Records shown:
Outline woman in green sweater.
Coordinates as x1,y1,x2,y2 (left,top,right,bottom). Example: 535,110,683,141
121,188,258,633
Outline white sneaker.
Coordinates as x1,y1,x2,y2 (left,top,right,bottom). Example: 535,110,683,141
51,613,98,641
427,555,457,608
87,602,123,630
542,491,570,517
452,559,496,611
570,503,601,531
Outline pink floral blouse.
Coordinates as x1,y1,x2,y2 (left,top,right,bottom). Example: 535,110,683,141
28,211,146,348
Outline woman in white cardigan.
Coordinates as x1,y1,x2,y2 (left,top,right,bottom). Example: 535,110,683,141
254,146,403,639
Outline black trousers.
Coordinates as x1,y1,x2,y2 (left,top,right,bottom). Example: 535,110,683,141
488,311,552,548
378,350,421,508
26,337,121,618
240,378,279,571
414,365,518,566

==

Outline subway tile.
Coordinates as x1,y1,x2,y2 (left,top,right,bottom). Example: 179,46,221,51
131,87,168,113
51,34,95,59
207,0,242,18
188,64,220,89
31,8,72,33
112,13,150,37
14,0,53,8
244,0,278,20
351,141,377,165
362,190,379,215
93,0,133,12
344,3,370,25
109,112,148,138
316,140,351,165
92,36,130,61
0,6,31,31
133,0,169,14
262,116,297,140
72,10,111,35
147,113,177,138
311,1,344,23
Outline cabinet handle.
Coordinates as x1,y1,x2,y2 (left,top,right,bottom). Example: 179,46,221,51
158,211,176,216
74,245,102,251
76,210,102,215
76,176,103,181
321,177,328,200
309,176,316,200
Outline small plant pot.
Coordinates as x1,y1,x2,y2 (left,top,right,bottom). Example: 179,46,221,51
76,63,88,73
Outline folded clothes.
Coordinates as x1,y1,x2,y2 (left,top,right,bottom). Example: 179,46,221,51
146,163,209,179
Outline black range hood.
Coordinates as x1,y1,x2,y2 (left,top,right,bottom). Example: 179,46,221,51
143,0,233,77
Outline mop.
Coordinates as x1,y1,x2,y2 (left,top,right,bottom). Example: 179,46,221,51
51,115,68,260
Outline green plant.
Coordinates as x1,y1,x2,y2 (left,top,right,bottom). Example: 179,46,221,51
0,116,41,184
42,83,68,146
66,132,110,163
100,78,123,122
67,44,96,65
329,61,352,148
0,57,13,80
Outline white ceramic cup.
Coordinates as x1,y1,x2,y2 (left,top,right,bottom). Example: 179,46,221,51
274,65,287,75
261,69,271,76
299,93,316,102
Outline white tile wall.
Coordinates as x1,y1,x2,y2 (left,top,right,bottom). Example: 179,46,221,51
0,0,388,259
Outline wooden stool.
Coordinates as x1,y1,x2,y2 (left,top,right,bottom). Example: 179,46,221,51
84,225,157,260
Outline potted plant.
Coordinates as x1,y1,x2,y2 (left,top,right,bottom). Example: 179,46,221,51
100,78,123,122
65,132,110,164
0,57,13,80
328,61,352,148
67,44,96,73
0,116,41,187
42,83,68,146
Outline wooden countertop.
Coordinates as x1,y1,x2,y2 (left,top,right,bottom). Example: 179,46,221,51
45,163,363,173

Exercise goal:
Print the lines of the listing above from the line containing "Outline white ceramic cup." up to and including the line containing "45,163,363,173", copying each one unchanged.

Answer to this task:
Outline white ceramic cup.
Coordinates as x1,y1,x2,y2 (left,top,right,bottom). Example: 179,46,221,51
274,65,287,75
261,69,271,76
299,93,316,102
Outline white tile wall.
Coordinates as x1,y1,x2,y2 (left,top,right,bottom). Example: 179,46,221,51
0,0,388,259
Outline wooden stool.
Coordinates as x1,y1,x2,y2 (left,top,right,bottom). Example: 179,46,221,51
84,225,157,260
Outline potted plant.
Coordinates as x1,y1,x2,y2 (left,top,right,bottom). Example: 179,46,221,51
100,78,123,122
65,132,110,164
0,57,13,80
328,61,352,148
67,44,96,73
0,116,41,187
42,83,68,146
Outline wooden countertop.
Coordinates as x1,y1,x2,y2 (left,top,right,bottom). Example: 179,46,221,51
45,163,363,173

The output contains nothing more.